Which lines in the records contain the word "query", matching its capitalization exactly? Report each of those lines in full.

____________________

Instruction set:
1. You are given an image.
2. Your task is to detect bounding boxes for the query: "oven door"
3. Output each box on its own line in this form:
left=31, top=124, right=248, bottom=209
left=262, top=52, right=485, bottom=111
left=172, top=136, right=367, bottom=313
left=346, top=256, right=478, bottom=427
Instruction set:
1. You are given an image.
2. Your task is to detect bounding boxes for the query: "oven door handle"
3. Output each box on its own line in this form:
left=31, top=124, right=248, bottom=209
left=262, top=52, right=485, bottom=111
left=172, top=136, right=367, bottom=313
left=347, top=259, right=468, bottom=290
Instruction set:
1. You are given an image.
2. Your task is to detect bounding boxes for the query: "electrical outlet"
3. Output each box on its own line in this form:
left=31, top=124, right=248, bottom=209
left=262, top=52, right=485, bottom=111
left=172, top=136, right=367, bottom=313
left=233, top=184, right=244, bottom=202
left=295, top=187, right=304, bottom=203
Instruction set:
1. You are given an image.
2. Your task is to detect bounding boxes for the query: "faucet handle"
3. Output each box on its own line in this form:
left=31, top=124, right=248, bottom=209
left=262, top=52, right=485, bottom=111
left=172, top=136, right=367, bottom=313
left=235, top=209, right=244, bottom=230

____________________

EXERCISE ANSWER:
2. Your task is to detect bounding boxes for the query: "oven door"
2. Your task is to detect bounding boxes for the query: "oven door handle"
2. Your task is to detect bounding boxes for the query: "electrical outlet"
2. Your task is to detect bounding boxes for the query: "faucet handle"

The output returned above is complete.